Document excerpt
* begin *
GM had told me specifically to only put Mobil1 oil into my engine. Anything else would be a crime 😆. I used penzoil for many years with no issues but there could be a whole debate dedicated to oil brand alone.


----------



## Cruz15 (Mar 17, 2016)

I got hit with a Duramax pickup truck oil change on the invoice! First I asked if they knew what vehicle it was, they say ya its a diesel.A Cruze, I say! They didn't care, new owner. I was like are you people Drunk? I only do supplied oil changes only now. I supply everything. They can only charge labor now. Rip off Central. 
I complained to GM I got a fix but anyway I will never go to that dealer ever again.


----------



## pandrad61 (Jul 8, 2015)

My dealer if I bring in filter and oil charge 15$. Oil is 22 ish at Walmart and 8-13ish at Walmart.


----------



## boraz (Aug 29, 2013)

Barry Allen said:


> Some of it does, and I'm still asking why there is a price difference when I can see the oil is the same price. I can walk into auto parts stores and the oil is the same price. So why are they telling me the parts cost just for the oil is $49 and can't explain what that parts cost is for the Dexos1 or how it is included in that flat price for the Dexos1 oil change?


youre literally confused why dealer prices are higher than online or other stores?


----------



## Barry Allen (Apr 18, 2018)

boraz said:


> youre literally confused why dealer prices are higher than online or other stores?


Yeah, given that their price for a dexos1 oil change for a gasoline engine is cheaper than Wal-mart. $45 at WM, $40 at the dealership. So, if the oil change for a Diesel vehicle is the same at WM, why isn't it maybe slightly more expensive at a dealership?
* end *
Extracted information
* begin *
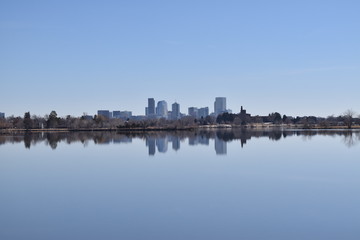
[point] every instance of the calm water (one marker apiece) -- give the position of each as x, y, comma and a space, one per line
187, 185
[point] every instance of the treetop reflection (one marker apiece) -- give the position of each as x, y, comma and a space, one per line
160, 140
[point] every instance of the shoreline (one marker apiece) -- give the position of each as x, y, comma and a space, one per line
174, 129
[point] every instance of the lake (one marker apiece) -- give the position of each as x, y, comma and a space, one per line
180, 185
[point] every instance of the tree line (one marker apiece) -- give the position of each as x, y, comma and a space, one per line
52, 121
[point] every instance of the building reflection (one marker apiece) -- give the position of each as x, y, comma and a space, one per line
150, 143
162, 144
160, 140
220, 146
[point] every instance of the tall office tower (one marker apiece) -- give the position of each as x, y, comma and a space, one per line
219, 105
161, 109
105, 113
193, 111
175, 111
203, 112
151, 107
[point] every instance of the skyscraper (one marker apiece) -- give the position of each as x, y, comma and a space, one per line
175, 111
219, 105
203, 112
161, 109
193, 111
151, 107
105, 113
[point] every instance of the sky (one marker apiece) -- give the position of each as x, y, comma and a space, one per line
298, 58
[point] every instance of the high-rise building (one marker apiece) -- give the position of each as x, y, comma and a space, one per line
203, 112
219, 105
175, 111
161, 109
122, 114
105, 113
151, 107
193, 111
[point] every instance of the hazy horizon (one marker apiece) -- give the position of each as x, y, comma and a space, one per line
298, 59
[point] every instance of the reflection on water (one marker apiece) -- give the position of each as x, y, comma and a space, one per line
159, 141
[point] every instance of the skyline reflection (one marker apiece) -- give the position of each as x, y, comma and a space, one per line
158, 141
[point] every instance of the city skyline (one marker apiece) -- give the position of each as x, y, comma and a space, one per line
263, 55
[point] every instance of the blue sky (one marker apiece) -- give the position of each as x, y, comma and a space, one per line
294, 57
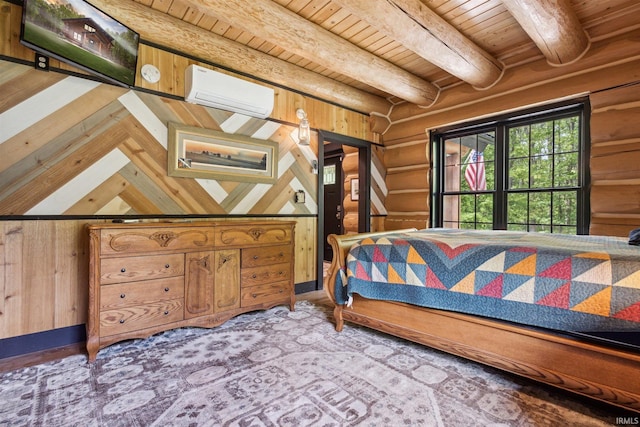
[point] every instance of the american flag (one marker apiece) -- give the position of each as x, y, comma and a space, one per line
475, 171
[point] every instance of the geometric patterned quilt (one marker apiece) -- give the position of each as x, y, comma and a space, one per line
563, 282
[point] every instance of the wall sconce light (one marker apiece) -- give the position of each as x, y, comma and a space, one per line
304, 131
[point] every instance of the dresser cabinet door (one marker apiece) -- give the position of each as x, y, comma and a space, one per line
227, 280
199, 278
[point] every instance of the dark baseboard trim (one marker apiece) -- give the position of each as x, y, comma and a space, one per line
40, 341
66, 341
301, 288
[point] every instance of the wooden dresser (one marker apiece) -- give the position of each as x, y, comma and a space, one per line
145, 278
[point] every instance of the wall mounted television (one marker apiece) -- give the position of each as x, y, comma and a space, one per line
79, 34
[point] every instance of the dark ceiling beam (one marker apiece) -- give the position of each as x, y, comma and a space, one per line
553, 26
173, 33
424, 32
270, 21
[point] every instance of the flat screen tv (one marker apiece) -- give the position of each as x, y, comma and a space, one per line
79, 34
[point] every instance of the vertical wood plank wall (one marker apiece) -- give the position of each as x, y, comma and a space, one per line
615, 160
378, 188
66, 133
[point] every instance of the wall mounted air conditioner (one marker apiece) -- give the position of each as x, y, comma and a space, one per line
213, 89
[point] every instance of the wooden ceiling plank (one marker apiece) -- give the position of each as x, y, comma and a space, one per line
553, 26
154, 27
424, 32
272, 22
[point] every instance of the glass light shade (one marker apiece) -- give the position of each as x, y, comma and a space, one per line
304, 132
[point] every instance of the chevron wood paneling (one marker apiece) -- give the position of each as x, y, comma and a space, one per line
75, 146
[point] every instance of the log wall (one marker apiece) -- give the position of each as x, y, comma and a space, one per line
609, 74
73, 147
378, 189
615, 160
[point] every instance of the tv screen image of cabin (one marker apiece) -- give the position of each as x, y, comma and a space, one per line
* end *
Problems to work on
a – Based on the oil change thread, does each statement agree with it? Answer yes or no for each and quote the words that decide it.
(i) Cruz15's invoice showed an oil change for a Duramax pickup truck.
(ii) pandrad61's dealer charges $15 when the owner brings in the filter and oil.
(iii) Barry Allen says a dexos1 oil change for a gasoline engine costs more at the dealership than at Wal-mart.
b – In the oil change thread, which oil did GM tell the first poster to put in the engine?
The entries are separate from the oil change thread.

Set of answers
a –
(i) Yes: "I got hit with a Duramax pickup truck oil change on the invoice!"
(ii) Yes: "My dealer if I bring in filter and oil charge 15$."
(iii) No: "$45 at WM, $40 at the dealership."

b – Mobil1.